» **SOURCE EXCERPT**
On the road heading east out of the St Emilion appellation, beyond even Château Valandraud, as you approach the vineyards of Castillon, there sits a rather unprepossessing estate. There are a hotchpotch of understated, low-slung buildings (pictured below), the ruined tower of a long-disused mill (pictured next page), and almost 10 hectares of vines. For may years a great sign covering a large part of one wall declared the estate’s identity as Château Haut-Villet. Since a change in hands late in 2013, however, this estate is now better known as Château Poesia. Its prestigious limestone-rich terroir combined with new and enthusiastic management suggests this is a domaine that may be worth getting to know a little better.

History

The hills and slopes around St Emilion have a viticultural history which stretches back as far as the Gallo-Roman period. Ancient viticulteurs would plant vines (as well as fruit trees) in trenches hewn from the region’s limestone rock, and even today the remains of these trenches can still be seen, to the west of the town around Château Franc Mayne, Château Bellevue and behind Château Ausone. Here to the east of the town, around Château Poesia, we have another corner of the appellation with an equally ancient history. There are no limestone trenches here (at least, none that I know of) but there have been enough archaeological finds made in these vineyards to indicate that Gallo-Roman agriculteurs once tended this land.

» **MATERIAL SUPPLIED**

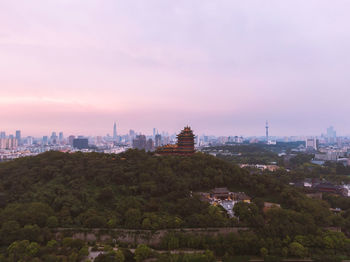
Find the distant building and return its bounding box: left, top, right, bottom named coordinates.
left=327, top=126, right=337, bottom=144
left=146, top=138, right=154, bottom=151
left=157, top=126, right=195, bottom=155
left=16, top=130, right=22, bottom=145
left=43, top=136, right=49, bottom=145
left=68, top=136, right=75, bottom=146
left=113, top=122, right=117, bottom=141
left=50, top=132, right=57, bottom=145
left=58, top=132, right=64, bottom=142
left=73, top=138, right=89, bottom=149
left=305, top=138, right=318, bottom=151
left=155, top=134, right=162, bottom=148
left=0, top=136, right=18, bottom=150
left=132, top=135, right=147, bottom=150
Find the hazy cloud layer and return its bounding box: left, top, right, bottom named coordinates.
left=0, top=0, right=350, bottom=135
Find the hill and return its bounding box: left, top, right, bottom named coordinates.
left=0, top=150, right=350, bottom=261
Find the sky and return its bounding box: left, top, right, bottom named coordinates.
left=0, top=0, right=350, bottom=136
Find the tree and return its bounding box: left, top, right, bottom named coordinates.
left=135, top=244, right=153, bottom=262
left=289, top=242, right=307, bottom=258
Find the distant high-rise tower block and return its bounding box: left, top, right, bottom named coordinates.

» **WRITTEN REQUEST**
Reproduce the Château Poesia text from above in full, word for word.

» **OUTPUT**
On the road heading east out of the St Emilion appellation, beyond even Château Valandraud, as you approach the vineyards of Castillon, there sits a rather unprepossessing estate. There are a hotchpotch of understated, low-slung buildings (pictured below), the ruined tower of a long-disused mill (pictured next page), and almost 10 hectares of vines. For may years a great sign covering a large part of one wall declared the estate’s identity as Château Haut-Villet. Since a change in hands late in 2013, however, this estate is now better known as Château Poesia. Its prestigious limestone-rich terroir combined with new and enthusiastic management suggests this is a domaine that may be worth getting to know a little better.

History

The hills and slopes around St Emilion have a viticultural history which stretches back as far as the Gallo-Roman period. Ancient viticulteurs would plant vines (as well as fruit trees) in trenches hewn from the region’s limestone rock, and even today the remains of these trenches can still be seen, to the west of the town around Château Franc Mayne, Château Bellevue and behind Château Ausone. Here to the east of the town, around Château Poesia, we have another corner of the appellation with an equally ancient history. There are no limestone trenches here (at least, none that I know of) but there have been enough archaeological finds made in these vineyards to indicate that Gallo-Roman agriculteurs once tended this land.